• Exercise objective:
Can you write out the lines from the one with "Scan the provided UI screenshot for the window screen" to the one with "[90,133,147,190]" again, swapping "potted plant" for "houseplant" and keeping everything else the same?

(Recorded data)
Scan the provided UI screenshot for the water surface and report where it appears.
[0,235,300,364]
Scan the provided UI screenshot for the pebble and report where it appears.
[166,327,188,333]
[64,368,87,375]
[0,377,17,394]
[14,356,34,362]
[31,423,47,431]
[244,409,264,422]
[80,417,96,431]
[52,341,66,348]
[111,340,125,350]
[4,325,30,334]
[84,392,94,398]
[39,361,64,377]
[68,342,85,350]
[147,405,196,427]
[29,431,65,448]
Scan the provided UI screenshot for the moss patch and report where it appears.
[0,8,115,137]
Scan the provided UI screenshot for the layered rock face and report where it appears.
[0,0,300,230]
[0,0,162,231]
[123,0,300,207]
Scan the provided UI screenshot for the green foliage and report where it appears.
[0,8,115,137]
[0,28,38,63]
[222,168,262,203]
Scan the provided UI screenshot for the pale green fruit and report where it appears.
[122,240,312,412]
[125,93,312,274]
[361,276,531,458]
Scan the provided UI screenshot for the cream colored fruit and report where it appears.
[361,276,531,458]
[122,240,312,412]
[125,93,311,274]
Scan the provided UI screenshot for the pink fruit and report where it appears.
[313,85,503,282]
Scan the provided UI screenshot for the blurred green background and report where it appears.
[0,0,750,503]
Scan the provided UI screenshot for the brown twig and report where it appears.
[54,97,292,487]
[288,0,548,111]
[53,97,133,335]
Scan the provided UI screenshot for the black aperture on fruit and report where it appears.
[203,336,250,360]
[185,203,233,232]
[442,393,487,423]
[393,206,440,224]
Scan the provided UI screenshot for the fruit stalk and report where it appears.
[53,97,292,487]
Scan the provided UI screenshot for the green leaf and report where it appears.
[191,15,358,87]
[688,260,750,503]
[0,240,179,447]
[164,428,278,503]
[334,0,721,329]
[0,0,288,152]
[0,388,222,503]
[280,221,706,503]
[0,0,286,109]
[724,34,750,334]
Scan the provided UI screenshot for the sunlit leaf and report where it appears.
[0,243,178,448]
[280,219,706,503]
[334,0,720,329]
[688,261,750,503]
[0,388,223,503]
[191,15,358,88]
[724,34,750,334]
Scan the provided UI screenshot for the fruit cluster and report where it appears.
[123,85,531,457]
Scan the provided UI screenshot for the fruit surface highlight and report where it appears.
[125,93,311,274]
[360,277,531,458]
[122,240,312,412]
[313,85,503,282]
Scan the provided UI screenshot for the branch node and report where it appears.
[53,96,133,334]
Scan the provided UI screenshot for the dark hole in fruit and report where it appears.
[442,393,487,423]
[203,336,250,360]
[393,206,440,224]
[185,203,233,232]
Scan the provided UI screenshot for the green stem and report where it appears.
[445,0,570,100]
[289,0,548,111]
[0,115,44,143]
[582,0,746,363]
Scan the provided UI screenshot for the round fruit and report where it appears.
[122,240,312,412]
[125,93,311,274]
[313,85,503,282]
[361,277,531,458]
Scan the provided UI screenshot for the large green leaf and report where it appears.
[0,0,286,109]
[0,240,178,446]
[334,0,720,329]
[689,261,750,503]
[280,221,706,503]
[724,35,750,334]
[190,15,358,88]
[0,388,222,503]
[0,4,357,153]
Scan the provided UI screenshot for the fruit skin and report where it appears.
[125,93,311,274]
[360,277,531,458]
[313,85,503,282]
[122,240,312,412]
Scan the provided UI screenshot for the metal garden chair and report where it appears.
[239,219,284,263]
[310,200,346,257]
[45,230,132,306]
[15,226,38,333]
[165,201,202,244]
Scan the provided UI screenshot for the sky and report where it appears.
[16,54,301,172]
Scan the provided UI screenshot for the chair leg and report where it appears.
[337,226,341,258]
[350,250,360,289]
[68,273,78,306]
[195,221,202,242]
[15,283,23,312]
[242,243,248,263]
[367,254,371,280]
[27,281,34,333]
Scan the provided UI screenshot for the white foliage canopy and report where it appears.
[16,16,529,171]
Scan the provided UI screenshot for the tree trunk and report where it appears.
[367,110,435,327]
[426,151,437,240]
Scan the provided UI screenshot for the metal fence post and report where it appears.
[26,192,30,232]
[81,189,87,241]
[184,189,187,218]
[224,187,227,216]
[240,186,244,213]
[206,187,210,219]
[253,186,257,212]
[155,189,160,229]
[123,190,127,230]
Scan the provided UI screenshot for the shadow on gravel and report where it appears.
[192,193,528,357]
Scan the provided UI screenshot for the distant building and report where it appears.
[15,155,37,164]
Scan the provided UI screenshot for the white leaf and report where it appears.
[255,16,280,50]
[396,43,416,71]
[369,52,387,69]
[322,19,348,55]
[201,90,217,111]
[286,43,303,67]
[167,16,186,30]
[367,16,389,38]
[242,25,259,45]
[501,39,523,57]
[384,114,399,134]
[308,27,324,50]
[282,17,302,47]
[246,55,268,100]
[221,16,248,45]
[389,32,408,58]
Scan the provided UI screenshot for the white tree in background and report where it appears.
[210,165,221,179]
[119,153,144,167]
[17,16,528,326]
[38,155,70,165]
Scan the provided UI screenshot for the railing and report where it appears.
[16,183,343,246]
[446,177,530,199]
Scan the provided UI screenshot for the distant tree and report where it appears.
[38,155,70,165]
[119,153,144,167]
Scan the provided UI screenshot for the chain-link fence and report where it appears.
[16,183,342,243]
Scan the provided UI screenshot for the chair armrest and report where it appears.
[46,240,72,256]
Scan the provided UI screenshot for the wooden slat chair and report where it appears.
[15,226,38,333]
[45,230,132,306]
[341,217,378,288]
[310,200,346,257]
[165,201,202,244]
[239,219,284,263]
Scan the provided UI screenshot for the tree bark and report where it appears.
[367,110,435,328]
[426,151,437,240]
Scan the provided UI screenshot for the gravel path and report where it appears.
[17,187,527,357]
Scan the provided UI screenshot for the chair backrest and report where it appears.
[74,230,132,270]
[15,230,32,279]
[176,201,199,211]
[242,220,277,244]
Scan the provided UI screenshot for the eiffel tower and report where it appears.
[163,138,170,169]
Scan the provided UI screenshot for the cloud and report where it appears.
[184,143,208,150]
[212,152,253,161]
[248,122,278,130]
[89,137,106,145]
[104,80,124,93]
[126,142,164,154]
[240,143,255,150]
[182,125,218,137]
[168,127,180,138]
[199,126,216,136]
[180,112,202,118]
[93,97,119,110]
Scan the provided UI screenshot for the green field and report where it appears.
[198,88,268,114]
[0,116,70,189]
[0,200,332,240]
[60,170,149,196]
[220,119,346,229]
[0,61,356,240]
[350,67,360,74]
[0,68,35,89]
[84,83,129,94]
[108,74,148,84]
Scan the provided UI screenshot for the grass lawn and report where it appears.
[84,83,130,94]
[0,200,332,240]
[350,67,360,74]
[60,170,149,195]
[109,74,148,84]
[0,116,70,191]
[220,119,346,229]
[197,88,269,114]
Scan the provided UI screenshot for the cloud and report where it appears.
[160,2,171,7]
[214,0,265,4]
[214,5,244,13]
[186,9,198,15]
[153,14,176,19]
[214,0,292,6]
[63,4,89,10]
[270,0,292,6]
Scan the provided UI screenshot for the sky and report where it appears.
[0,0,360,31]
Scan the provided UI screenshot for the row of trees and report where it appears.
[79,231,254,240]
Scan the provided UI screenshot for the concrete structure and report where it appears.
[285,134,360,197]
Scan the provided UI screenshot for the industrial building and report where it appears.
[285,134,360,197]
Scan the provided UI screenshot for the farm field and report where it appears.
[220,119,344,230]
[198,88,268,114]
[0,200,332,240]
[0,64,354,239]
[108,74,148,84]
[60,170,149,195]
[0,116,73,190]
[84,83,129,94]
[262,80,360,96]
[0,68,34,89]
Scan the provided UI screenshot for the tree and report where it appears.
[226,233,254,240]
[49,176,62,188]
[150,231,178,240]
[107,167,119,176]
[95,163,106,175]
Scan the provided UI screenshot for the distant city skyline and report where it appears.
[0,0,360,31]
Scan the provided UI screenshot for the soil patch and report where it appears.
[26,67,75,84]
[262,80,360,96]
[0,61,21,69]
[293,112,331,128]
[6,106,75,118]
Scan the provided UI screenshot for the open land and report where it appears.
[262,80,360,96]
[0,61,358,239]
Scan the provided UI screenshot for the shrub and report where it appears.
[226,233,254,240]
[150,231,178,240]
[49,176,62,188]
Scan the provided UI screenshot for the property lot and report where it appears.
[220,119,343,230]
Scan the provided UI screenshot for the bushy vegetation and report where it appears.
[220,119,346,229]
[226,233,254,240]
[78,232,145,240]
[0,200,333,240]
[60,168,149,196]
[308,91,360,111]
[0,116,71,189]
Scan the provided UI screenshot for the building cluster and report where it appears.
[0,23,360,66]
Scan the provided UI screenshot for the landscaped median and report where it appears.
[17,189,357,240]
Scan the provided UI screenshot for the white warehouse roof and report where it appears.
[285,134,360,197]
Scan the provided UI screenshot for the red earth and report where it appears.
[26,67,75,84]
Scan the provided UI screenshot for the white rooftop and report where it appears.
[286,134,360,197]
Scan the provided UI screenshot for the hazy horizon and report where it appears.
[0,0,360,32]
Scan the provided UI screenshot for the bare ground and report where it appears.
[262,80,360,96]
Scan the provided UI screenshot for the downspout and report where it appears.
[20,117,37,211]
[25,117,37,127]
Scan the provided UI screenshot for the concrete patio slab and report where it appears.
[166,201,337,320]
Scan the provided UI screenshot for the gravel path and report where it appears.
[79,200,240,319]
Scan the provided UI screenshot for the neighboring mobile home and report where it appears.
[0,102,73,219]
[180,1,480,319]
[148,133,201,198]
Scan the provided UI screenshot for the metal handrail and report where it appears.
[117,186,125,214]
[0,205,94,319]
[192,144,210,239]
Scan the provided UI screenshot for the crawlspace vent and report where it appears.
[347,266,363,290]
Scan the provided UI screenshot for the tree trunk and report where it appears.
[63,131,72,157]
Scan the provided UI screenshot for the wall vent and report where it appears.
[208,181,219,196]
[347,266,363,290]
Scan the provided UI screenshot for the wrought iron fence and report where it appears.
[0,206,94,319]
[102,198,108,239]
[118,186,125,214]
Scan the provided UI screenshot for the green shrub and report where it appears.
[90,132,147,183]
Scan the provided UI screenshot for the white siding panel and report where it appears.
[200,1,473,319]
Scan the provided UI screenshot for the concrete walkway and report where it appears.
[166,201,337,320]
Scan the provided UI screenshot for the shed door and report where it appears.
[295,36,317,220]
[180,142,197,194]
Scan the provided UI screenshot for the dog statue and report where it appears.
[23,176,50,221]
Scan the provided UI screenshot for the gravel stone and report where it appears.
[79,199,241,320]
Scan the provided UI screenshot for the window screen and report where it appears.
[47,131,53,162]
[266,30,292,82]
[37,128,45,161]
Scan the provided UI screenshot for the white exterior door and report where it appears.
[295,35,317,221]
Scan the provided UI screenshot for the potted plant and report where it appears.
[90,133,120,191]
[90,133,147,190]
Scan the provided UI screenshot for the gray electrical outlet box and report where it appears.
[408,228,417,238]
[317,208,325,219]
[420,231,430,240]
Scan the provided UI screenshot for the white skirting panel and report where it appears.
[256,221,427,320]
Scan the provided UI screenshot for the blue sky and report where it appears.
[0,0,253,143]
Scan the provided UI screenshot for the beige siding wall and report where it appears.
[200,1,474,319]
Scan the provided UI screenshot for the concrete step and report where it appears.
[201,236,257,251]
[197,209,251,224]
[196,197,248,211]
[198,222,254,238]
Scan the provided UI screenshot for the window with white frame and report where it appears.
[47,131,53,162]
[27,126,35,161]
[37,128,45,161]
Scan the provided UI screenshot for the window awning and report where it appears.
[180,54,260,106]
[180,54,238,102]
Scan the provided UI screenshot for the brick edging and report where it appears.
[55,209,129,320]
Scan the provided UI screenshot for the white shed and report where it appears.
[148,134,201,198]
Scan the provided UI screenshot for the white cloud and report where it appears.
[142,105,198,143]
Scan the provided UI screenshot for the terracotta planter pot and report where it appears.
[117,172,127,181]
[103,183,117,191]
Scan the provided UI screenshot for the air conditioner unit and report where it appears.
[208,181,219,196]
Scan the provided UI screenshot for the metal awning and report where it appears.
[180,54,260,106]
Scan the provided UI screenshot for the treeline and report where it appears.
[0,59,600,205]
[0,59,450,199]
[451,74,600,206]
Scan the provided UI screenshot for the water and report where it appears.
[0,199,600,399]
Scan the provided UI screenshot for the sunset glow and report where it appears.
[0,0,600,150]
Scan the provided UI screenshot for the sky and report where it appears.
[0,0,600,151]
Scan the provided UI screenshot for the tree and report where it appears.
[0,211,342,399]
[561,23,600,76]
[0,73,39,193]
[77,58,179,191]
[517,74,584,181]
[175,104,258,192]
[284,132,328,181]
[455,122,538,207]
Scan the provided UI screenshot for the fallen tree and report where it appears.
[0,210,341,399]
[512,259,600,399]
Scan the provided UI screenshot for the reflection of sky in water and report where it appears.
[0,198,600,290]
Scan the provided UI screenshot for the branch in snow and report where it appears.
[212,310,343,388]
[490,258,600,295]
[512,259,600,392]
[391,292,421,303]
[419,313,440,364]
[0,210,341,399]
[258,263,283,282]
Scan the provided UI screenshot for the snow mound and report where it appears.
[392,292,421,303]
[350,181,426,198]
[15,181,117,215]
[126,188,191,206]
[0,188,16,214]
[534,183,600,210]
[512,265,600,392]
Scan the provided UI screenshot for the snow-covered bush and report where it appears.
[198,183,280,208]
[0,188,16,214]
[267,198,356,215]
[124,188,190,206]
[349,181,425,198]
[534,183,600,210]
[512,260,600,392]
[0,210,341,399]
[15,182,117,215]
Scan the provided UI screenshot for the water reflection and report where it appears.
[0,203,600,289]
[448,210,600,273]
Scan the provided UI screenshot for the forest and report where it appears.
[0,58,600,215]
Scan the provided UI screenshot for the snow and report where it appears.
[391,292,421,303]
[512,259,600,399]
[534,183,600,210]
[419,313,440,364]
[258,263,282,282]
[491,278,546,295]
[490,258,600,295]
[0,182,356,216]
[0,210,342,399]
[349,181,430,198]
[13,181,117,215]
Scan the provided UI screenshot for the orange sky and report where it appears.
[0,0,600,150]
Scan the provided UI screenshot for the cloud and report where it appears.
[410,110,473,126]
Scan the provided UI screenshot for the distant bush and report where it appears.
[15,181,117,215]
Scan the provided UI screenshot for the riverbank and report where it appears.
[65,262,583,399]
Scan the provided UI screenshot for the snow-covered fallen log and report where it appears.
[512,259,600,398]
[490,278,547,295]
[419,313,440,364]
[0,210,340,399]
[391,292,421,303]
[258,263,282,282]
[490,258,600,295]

• Answer to the task:
Scan the provided UI screenshot for the window screen and report where it appears.
[47,131,53,162]
[266,30,292,82]
[37,128,45,161]
Scan the provided UI screenshot for the white exterior door and report where it appears.
[295,35,317,221]
Scan the provided UI screenshot for the houseplant and report where it appears.
[90,133,120,191]
[90,133,147,190]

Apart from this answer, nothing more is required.